→ Exercise goal
Return all of the entries exactly, with nothing added or left out.

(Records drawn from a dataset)
● ● ●
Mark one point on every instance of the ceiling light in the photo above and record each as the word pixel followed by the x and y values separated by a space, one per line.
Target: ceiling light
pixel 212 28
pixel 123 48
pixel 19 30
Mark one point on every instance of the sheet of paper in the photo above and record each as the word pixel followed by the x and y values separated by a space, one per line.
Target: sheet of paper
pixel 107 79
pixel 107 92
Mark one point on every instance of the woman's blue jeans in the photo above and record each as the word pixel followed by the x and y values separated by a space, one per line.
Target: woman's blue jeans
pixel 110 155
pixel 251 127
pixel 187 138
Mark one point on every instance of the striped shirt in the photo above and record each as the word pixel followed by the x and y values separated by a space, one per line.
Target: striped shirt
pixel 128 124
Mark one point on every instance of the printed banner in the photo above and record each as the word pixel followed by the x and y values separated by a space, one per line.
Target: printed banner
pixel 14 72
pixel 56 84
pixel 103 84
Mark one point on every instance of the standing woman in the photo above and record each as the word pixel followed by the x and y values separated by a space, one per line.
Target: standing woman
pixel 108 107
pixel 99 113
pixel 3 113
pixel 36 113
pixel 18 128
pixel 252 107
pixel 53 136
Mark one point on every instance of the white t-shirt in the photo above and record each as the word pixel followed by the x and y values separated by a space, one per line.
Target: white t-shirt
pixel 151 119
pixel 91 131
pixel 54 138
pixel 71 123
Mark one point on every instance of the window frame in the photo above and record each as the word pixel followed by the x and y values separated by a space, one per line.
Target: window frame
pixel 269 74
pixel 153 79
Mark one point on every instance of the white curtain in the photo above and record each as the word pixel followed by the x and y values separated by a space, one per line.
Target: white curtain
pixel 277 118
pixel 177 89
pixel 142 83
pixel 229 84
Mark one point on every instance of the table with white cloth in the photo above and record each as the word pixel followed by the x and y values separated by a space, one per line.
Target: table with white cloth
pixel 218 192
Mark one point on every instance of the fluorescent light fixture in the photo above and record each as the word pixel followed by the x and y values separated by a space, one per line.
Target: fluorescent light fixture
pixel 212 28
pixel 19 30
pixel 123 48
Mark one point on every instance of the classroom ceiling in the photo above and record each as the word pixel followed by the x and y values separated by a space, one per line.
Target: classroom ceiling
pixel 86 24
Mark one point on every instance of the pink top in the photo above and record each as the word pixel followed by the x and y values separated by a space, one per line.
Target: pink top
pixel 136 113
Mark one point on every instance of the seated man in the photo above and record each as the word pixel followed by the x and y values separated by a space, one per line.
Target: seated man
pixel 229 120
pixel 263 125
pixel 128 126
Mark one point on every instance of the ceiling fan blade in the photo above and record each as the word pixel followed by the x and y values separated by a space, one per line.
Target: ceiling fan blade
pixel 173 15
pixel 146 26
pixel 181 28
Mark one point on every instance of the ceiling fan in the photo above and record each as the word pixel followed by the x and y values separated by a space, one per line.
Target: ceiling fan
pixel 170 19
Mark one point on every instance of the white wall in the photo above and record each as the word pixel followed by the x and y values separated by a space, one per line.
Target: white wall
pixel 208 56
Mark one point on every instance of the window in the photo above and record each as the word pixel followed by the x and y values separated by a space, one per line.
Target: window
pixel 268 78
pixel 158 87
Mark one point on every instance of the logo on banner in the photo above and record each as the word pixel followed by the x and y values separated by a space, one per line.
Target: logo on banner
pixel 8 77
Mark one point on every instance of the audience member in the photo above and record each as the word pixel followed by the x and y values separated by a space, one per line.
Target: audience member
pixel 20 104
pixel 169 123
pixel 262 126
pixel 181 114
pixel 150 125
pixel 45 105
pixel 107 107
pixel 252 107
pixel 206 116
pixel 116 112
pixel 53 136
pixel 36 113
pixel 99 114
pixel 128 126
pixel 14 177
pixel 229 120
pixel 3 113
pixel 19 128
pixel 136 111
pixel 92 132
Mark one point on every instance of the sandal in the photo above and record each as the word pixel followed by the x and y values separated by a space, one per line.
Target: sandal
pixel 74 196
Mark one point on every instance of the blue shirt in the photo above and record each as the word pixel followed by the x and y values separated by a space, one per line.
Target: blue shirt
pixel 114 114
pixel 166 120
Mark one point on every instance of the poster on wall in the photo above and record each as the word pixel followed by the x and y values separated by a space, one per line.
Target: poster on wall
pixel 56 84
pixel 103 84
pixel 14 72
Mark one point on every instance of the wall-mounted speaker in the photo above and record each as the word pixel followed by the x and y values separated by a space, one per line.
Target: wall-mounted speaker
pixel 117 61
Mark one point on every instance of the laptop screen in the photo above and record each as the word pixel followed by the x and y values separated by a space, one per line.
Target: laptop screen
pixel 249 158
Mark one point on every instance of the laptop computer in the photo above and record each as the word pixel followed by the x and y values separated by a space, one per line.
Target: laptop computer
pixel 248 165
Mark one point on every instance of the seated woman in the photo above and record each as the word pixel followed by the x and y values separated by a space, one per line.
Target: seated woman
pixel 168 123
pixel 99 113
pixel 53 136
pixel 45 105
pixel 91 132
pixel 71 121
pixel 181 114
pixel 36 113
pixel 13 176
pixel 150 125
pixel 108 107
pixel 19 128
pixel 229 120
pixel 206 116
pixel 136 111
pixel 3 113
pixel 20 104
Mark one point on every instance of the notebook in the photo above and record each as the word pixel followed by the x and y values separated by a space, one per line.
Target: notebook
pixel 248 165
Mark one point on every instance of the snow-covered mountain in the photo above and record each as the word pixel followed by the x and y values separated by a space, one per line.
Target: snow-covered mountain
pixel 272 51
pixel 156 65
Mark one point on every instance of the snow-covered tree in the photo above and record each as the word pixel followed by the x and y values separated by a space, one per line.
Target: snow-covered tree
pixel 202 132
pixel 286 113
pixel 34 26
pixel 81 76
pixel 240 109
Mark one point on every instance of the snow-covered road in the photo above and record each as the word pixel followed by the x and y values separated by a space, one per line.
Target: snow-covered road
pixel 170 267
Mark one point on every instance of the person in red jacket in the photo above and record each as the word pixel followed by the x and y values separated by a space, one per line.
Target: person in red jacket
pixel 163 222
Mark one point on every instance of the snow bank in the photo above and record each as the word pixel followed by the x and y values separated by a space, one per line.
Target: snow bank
● ● ●
→ Task result
Mark one point on every instance of the ceiling light in the photo above and record each as the word pixel followed by the x and y values separated by a space, one per line.
Target: ceiling light
pixel 212 28
pixel 123 48
pixel 19 30
Mark one point on every instance of the sheet of paper in the photo above and record each as the word pixel followed by the x and y values separated by a space, one per line.
Target: sheet of paper
pixel 107 79
pixel 107 92
Mark one point on every instance of the woman's blue jeans in the photo above and record each as the word pixel followed by the x and y values separated by a space, one per line.
Target: woman's blue jeans
pixel 110 155
pixel 251 127
pixel 187 138
Mark one point on every instance of the striped shirt in the photo above and record each as the word pixel followed by the x and y values separated by a space, one per line.
Target: striped shirt
pixel 128 124
Mark one point on every instance of the printed banner in the photo above and record each as the word pixel followed by the x and y values separated by a space, one per line.
Target: printed banner
pixel 14 72
pixel 56 84
pixel 103 84
Mark one point on every instance of the standing woman in the photo above and record each as the word pixel followed by the x and y values separated by a space, one per line.
Target: standing woman
pixel 108 107
pixel 99 113
pixel 3 113
pixel 36 113
pixel 18 128
pixel 252 107
pixel 53 136
Mark one point on every instance of the white t-shirt in the photo above and record each as the word pixel followed by the x and y values separated by a space, one per line.
Target: white t-shirt
pixel 151 119
pixel 91 131
pixel 54 138
pixel 71 123
Mark one point on every instance of the window frame in the photo above and record each as the word pixel followed by the x and y values separated by a space, one per line.
Target: window frame
pixel 269 74
pixel 153 79
Mark one point on every instance of the white curtain in the photo above and record each as the word pixel followed by the x and y values separated by a space, one per line.
Target: white curtain
pixel 277 118
pixel 177 89
pixel 142 83
pixel 229 84
Mark one point on every instance of the table with white cloth in the photo above and record each as the word pixel followed by the x and y values separated by a space, one per line.
Target: table with white cloth
pixel 218 192
Mark one point on every instance of the fluorescent light fixture in the photo above and record each as the word pixel followed by the x and y values separated by a space, one per line.
Target: fluorescent light fixture
pixel 212 28
pixel 19 30
pixel 123 48
Mark one point on every instance of the classroom ceiling in the photo above and record each as the word pixel followed by the x and y values separated by a space, one per line.
Target: classroom ceiling
pixel 86 24
Mark one point on every instance of the pink top in the photo above and record each as the word pixel followed by the x and y values separated by a space, one per line.
Target: pink top
pixel 136 113
Mark one point on every instance of the seated man in the photo above and record each as the word pixel followed by the x and y values separated by a space, one per line.
Target: seated man
pixel 229 120
pixel 263 125
pixel 128 126
Mark one point on every instance of the ceiling fan blade in the photo above and record each as the word pixel followed by the x and y values separated by a space, one per line.
Target: ceiling fan blade
pixel 173 15
pixel 146 26
pixel 181 28
Mark one point on every instance of the ceiling fan in the photo above and record each as the word pixel followed by the x and y values separated by a space, one per line.
Target: ceiling fan
pixel 170 19
Mark one point on every instance of the white wall in the photo above and record each as the word pixel followed by the x and y values separated by a space, one per line.
Target: white wall
pixel 208 56
Mark one point on every instance of the window in the photo above and record each as the word pixel followed by the x and y values separated by a space, one per line.
Target: window
pixel 268 78
pixel 158 87
Mark one point on every instance of the logo on banner in the photo above and record each as the word pixel followed by the x and y values separated by a space, one per line.
Target: logo on banner
pixel 8 77
Mark one point on every instance of the audience member in the photo above and record each as the word pixel followed by the x and y values separated by a space, one per line.
Target: audience member
pixel 20 104
pixel 169 123
pixel 262 126
pixel 181 114
pixel 150 125
pixel 45 105
pixel 107 107
pixel 252 107
pixel 206 116
pixel 116 112
pixel 53 136
pixel 36 113
pixel 99 114
pixel 128 126
pixel 14 177
pixel 229 120
pixel 3 113
pixel 19 128
pixel 136 111
pixel 92 132
Mark one point on every instance of the sandal in the photo above and record each as the word pixel followed by the x and y values separated by a space, one per line.
Target: sandal
pixel 74 196
Mark one point on every instance of the blue shirt in the photo above and record each as the word pixel followed by the x and y values separated by a space, one per line.
Target: blue shirt
pixel 114 114
pixel 166 120
Mark one point on every instance of the poster on wall in the photo above and record each as the word pixel followed by the x and y values separated by a space, one per line.
Target: poster on wall
pixel 56 84
pixel 103 84
pixel 14 72
Mark one point on every instance of the wall-mounted speaker in the photo above and record each as the word pixel followed by the x and y values separated by a space, one per line.
Target: wall-mounted speaker
pixel 117 61
Mark one point on every instance of the laptop screen in the photo above and record each as the word pixel followed by the x and y values separated by a space, one per line.
Target: laptop screen
pixel 249 158
Mark one point on every instance of the laptop computer in the photo above and record each as the word pixel followed by the x and y values separated by a space, one per line.
Target: laptop computer
pixel 248 165
Mark one point on every instance of the seated woman in the photo above and record each as the word pixel followed by the x and y values separated by a space, one per line.
Target: seated woman
pixel 168 123
pixel 99 113
pixel 53 136
pixel 45 105
pixel 91 132
pixel 71 121
pixel 181 114
pixel 36 113
pixel 13 176
pixel 150 125
pixel 108 107
pixel 19 128
pixel 229 120
pixel 206 116
pixel 136 111
pixel 3 113
pixel 20 104
Mark one point on every instance of the notebook in the photo above and record each as the word pixel followed by the x and y values separated by a space, one per line.
Target: notebook
pixel 248 165
Mark one point on every instance of the snow-covered mountain in the photo above and record each as the word pixel followed by the x and y values separated by a space, one per line.
Target: snow-covered mountain
pixel 272 51
pixel 156 65
Mark one point on every instance of the snow-covered tree in the photo above and record each as the word pixel followed by the x and y values separated by a space, one per line.
Target: snow-covered tree
pixel 202 132
pixel 286 113
pixel 34 26
pixel 81 76
pixel 240 109
Mark one point on every instance of the snow-covered road in the photo above and record each as the word pixel followed by the x and y values separated by a space, one per line.
Target: snow-covered road
pixel 170 267
Mark one point on every instance of the person in red jacket in the photo above and record each as the word pixel followed by the x and y values separated by a space, one per line.
Target: person in red jacket
pixel 163 222
Mark one point on every instance of the snow bank in the photo above and record each as the word pixel followed by the x and y values separated by a space, one per line.
Target: snow bank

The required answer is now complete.